**SET TASK**. Return every line of the entries below that contains the word "emblem".

**ENTRIES**.
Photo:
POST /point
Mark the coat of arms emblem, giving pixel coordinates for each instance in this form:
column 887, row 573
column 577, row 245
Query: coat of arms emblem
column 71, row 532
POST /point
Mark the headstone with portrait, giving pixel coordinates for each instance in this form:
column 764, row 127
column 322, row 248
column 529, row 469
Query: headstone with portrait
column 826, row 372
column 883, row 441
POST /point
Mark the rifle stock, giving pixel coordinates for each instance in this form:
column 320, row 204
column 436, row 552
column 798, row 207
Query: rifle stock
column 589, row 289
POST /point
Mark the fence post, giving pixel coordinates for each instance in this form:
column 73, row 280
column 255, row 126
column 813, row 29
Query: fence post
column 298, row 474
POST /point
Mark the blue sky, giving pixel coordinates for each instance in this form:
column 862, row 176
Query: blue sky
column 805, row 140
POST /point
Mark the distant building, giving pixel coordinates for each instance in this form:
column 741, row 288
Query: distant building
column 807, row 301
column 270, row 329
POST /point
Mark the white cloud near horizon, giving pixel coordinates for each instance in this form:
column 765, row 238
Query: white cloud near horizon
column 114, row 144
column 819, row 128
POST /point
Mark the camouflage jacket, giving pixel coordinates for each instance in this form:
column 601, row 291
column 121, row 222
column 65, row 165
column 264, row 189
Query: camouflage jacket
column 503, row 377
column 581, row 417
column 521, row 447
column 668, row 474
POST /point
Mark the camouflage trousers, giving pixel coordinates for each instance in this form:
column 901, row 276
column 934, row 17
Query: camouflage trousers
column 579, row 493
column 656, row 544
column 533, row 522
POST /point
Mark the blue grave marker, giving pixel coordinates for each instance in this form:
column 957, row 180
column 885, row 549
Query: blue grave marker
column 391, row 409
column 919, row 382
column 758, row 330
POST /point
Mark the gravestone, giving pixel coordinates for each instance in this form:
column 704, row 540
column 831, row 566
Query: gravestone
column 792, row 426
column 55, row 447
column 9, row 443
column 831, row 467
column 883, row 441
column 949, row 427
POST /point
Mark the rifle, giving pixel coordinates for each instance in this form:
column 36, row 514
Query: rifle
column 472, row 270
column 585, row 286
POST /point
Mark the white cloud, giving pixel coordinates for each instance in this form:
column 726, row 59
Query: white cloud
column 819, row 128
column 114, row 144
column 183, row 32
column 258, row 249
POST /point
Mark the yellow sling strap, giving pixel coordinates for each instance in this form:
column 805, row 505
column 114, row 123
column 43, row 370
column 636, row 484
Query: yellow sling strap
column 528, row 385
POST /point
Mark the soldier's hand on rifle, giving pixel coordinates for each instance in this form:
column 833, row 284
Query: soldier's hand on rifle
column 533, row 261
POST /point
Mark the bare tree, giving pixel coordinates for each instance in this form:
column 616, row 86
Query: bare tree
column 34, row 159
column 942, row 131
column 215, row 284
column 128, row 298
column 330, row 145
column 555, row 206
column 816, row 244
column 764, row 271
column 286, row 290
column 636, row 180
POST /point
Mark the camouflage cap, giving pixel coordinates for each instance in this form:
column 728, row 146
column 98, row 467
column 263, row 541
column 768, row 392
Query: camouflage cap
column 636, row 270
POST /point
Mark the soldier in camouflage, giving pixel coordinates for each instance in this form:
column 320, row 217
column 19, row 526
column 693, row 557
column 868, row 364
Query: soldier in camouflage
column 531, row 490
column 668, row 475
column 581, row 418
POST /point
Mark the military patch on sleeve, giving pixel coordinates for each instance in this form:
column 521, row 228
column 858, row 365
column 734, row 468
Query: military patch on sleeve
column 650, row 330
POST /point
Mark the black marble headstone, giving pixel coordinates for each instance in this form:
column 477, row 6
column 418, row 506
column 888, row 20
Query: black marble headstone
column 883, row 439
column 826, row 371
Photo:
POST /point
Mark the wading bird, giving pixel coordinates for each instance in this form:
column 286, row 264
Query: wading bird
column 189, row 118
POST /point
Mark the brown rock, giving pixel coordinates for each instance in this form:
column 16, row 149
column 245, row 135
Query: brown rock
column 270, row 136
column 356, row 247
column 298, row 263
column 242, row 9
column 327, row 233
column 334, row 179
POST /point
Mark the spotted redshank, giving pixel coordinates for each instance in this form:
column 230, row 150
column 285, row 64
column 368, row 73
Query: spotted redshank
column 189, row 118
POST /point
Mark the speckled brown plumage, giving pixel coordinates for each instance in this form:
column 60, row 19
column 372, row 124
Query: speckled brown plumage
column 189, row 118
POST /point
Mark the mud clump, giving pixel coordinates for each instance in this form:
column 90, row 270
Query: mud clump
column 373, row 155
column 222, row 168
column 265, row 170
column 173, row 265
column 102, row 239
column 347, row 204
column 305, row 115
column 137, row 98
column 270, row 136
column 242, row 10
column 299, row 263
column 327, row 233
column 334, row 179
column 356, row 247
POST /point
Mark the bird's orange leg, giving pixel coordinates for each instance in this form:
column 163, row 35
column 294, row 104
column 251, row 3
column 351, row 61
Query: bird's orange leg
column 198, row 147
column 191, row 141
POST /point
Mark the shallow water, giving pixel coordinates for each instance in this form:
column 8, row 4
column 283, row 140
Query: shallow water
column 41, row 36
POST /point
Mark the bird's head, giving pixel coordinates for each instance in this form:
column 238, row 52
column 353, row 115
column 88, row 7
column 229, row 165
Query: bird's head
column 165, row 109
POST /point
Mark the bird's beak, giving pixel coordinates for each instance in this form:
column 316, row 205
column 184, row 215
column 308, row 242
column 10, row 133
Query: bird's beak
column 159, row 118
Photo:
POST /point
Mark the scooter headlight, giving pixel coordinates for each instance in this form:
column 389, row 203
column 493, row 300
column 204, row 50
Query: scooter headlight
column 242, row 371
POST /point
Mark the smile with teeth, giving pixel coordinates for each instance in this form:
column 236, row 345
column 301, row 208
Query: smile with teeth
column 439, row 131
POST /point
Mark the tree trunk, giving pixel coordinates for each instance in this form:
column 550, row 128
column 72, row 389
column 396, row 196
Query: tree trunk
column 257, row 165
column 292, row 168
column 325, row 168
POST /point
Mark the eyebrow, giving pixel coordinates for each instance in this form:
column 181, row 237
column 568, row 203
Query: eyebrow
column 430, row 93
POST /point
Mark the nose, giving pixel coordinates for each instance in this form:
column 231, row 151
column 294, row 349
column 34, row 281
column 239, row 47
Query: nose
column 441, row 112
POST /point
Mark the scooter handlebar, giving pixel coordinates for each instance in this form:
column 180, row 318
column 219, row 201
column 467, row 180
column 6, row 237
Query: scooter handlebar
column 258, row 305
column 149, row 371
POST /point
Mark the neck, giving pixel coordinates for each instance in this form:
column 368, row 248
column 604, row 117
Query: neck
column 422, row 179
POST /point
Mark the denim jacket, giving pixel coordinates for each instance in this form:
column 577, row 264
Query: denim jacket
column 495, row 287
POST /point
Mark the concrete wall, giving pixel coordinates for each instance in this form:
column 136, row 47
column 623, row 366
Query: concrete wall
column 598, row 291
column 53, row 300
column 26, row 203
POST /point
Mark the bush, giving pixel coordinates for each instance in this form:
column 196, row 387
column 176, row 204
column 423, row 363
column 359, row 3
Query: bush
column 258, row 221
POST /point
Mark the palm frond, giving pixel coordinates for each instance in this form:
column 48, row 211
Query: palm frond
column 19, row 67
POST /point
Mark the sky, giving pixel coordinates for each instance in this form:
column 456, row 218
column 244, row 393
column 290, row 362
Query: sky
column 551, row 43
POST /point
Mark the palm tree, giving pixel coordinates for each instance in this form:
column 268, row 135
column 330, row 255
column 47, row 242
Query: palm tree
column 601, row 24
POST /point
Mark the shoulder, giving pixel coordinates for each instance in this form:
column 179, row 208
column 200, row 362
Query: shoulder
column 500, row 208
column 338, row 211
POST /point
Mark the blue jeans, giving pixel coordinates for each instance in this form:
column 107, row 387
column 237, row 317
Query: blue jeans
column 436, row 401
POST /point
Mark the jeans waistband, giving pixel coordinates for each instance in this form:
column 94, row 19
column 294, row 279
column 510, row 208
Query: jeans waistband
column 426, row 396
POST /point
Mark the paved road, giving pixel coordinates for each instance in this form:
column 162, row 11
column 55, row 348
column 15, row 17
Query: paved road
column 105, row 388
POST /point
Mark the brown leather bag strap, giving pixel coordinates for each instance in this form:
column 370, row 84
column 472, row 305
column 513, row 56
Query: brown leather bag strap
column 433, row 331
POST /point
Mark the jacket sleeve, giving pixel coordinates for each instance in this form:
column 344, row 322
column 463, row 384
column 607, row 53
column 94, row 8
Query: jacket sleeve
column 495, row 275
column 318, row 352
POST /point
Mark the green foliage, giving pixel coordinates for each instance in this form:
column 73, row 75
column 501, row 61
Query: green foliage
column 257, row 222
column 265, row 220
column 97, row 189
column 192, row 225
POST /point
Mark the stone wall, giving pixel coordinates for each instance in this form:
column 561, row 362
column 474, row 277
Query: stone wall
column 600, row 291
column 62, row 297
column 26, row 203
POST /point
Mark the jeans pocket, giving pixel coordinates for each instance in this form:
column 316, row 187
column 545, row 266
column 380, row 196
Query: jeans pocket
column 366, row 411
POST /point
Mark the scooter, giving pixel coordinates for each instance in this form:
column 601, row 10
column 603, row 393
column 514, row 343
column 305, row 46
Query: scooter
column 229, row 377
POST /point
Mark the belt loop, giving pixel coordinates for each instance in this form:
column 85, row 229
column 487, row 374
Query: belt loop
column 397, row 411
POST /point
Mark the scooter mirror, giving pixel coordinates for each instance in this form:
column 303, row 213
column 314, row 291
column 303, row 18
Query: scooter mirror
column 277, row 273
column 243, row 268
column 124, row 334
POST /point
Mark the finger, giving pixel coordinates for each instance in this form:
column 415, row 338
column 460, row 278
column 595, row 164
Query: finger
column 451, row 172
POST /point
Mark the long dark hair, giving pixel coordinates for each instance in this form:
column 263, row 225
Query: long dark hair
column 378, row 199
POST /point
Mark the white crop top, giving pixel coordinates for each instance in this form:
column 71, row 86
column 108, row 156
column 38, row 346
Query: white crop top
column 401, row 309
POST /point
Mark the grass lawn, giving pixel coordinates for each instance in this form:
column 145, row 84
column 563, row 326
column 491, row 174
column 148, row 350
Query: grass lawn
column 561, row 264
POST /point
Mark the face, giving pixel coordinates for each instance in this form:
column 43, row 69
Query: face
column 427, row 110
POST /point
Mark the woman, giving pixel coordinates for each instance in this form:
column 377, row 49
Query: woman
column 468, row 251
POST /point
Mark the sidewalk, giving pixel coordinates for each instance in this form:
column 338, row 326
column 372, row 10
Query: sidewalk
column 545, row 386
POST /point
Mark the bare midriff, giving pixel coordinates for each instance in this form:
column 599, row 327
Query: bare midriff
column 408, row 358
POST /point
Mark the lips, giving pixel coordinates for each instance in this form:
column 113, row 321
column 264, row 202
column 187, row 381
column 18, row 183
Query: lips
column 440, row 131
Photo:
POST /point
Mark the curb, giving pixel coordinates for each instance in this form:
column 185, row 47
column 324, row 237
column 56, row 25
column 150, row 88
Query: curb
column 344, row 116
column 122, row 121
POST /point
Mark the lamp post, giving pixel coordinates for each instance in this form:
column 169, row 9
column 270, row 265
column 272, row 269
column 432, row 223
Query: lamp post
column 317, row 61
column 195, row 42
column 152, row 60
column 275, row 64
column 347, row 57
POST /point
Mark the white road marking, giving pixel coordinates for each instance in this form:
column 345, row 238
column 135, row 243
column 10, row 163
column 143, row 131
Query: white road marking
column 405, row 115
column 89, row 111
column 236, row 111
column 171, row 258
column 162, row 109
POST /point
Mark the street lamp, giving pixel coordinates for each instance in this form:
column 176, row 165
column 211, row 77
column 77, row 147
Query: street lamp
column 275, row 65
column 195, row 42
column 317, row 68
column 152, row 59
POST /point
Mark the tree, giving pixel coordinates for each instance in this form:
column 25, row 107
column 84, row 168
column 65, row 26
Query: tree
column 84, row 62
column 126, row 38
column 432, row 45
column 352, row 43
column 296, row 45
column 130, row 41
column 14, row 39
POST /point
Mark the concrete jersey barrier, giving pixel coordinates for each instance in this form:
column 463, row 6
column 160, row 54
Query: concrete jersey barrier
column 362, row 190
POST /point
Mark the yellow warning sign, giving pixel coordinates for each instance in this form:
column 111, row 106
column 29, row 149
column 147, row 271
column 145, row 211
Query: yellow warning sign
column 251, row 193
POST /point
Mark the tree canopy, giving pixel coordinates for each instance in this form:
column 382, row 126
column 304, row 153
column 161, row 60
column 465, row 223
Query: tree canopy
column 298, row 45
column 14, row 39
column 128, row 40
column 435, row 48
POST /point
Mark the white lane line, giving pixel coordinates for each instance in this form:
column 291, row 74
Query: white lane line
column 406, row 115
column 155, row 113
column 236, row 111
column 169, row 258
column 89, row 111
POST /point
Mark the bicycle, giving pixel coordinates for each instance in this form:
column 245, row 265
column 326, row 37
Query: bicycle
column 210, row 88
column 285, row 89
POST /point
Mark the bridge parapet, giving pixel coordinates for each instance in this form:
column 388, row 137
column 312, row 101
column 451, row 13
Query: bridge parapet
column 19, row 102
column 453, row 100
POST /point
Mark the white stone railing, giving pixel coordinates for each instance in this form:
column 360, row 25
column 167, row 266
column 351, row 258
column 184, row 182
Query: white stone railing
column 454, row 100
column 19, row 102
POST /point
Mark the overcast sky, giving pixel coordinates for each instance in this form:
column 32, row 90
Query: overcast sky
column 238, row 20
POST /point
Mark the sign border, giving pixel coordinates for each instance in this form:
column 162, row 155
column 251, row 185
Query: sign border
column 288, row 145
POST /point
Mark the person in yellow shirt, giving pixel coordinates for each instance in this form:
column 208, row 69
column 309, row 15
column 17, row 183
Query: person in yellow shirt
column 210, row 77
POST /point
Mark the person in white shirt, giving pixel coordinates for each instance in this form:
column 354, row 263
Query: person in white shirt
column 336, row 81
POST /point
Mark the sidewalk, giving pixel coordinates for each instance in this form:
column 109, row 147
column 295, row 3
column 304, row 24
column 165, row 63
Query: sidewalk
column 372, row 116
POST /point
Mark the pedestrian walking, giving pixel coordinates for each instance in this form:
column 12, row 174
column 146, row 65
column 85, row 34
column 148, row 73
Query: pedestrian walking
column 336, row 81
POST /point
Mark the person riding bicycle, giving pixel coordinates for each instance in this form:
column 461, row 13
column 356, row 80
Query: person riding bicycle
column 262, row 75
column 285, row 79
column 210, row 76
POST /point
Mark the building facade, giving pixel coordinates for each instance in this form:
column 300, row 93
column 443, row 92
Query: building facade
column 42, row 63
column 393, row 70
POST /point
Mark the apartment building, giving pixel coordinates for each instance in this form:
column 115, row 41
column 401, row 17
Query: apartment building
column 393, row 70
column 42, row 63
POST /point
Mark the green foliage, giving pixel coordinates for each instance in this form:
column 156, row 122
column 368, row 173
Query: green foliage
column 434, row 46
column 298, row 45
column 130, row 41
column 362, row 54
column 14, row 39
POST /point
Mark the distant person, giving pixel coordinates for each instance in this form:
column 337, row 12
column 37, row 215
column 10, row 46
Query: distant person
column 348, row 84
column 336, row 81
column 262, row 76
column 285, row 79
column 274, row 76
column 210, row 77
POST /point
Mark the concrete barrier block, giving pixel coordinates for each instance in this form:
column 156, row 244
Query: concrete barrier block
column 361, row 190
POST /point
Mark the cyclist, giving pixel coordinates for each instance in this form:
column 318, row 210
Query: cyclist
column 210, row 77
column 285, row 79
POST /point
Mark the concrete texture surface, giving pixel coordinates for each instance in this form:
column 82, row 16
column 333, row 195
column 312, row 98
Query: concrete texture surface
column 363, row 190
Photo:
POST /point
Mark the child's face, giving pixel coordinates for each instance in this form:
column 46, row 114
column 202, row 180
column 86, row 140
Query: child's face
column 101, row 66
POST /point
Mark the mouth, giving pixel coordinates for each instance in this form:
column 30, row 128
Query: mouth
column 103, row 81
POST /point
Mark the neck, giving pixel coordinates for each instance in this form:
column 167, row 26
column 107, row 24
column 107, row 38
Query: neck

**RESPONSE TO THIS EXERCISE**.
Mark the coat of arms emblem, giving pixel coordinates for each instance in this form:
Query: coat of arms emblem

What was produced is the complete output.